PROBLEM TO WORK ON:
Present the material below as a Markdown table with a Row column numbering each line and a Text column holding the line itself, leaving out any blank lines.

>> Start GIVEN DATA

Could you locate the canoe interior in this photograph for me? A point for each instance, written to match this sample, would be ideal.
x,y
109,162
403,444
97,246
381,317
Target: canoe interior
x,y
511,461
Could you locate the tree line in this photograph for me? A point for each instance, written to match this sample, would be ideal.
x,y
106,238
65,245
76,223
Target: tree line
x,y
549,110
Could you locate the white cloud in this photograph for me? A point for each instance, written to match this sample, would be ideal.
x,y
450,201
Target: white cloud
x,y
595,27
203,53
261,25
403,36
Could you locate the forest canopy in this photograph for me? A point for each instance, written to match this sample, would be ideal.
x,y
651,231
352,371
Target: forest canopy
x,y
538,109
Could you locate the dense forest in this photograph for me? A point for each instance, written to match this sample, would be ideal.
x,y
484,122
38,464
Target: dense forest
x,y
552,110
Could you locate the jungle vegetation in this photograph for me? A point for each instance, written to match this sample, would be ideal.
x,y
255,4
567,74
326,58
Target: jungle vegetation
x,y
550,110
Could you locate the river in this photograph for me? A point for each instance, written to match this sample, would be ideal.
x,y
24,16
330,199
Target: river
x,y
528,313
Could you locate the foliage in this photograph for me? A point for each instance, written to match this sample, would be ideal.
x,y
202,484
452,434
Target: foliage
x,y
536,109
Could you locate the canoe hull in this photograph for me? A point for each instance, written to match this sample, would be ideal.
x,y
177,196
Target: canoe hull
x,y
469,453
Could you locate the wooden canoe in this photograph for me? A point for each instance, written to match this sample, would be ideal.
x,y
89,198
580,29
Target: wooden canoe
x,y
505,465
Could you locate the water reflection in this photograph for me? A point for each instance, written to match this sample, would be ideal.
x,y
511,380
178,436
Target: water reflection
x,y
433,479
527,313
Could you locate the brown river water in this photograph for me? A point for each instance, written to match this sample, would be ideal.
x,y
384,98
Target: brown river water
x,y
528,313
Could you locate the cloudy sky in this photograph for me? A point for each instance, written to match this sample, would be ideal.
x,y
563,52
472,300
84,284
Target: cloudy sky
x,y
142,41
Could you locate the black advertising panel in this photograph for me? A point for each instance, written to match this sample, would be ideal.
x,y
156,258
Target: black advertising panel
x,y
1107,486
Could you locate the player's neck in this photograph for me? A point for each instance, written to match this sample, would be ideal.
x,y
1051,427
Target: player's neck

>> End GIVEN DATA

THE REPLY:
| Row | Text |
|---|---|
| 1 | Could you locate the canoe interior in this photograph for me? A point for each instance, written to match this sample, would be ideal. |
| 2 | x,y |
| 3 | 109,162 |
| 4 | 403,444 |
| 5 | 97,246 |
| 6 | 381,317 |
| 7 | Target: canoe interior |
| 8 | x,y |
| 9 | 511,461 |
| 10 | Could you locate the tree line in this photograph for me? A point for each instance, written to match this sample, would be ideal. |
| 11 | x,y |
| 12 | 106,238 |
| 13 | 65,245 |
| 14 | 76,223 |
| 15 | Target: tree line |
| 16 | x,y |
| 17 | 549,110 |
| 18 | Could you locate the white cloud in this photograph for me? A point for each instance, written to match this sample, would be ideal. |
| 19 | x,y |
| 20 | 450,201 |
| 21 | Target: white cloud |
| 22 | x,y |
| 23 | 595,27 |
| 24 | 203,53 |
| 25 | 261,25 |
| 26 | 403,36 |
| 27 | Could you locate the forest canopy in this photograph for me? A point for each instance, written to match this sample, would be ideal. |
| 28 | x,y |
| 29 | 651,231 |
| 30 | 352,371 |
| 31 | Target: forest canopy |
| 32 | x,y |
| 33 | 538,109 |
| 34 | Could you locate the dense forest in this photograph for me? A point for each instance, written to match this sample, would be ideal. |
| 35 | x,y |
| 36 | 484,122 |
| 37 | 38,464 |
| 38 | Target: dense forest |
| 39 | x,y |
| 40 | 552,110 |
| 41 | Could you locate the jungle vegetation in this photograph for me? A point for each instance, written to match this sample, would be ideal. |
| 42 | x,y |
| 43 | 255,4 |
| 44 | 567,74 |
| 45 | 326,58 |
| 46 | Target: jungle vegetation |
| 47 | x,y |
| 48 | 550,110 |
| 49 | Could you locate the river in this photograph for me? A point for each instance, written to match this sample, would be ideal. |
| 50 | x,y |
| 51 | 24,16 |
| 52 | 330,199 |
| 53 | Target: river |
| 54 | x,y |
| 55 | 528,313 |
| 56 | Could you locate the foliage in this photograph for me? A point for each instance, written to match this sample, would be ideal. |
| 57 | x,y |
| 58 | 202,484 |
| 59 | 452,434 |
| 60 | Target: foliage |
| 61 | x,y |
| 62 | 536,109 |
| 63 | Could you locate the canoe hull in this photograph for me? A point for each instance, written to match this sample, would be ideal. |
| 64 | x,y |
| 65 | 177,196 |
| 66 | Target: canoe hull |
| 67 | x,y |
| 68 | 469,453 |
| 69 | Could you locate the wooden canoe in this photograph for me? A point for each instance, written to match this sample, would be ideal. |
| 70 | x,y |
| 71 | 89,198 |
| 72 | 580,29 |
| 73 | Target: wooden canoe |
| 74 | x,y |
| 75 | 505,465 |
| 76 | Could you locate the water reflection in this photograph for me? A point for each instance, written to match this sample, would be ideal. |
| 77 | x,y |
| 78 | 511,380 |
| 79 | 178,436 |
| 80 | Target: water reflection |
| 81 | x,y |
| 82 | 433,479 |
| 83 | 527,313 |
| 84 | Could you locate the brown river water in this photograph for me? A point for each instance, written to match this sample, would be ideal. |
| 85 | x,y |
| 86 | 384,98 |
| 87 | Target: brown river water |
| 88 | x,y |
| 89 | 528,313 |
| 90 | Could you locate the cloudy sky in this photograph for me? A point for each instance, written to match this sample, would be ideal. |
| 91 | x,y |
| 92 | 563,52 |
| 93 | 472,300 |
| 94 | 84,284 |
| 95 | Target: cloudy sky |
| 96 | x,y |
| 97 | 142,41 |
| 98 | Could you locate the black advertising panel in this photograph for me? A point for each instance, written to match this sample, would be ideal. |
| 99 | x,y |
| 100 | 156,258 |
| 101 | Target: black advertising panel |
| 102 | x,y |
| 103 | 1107,486 |
| 104 | Could you locate the player's neck in this photograph for me? A point for each instance, written to match this sample, would be ideal. |
| 105 | x,y |
| 106 | 1051,427 |
| 107 | Target: player's neck |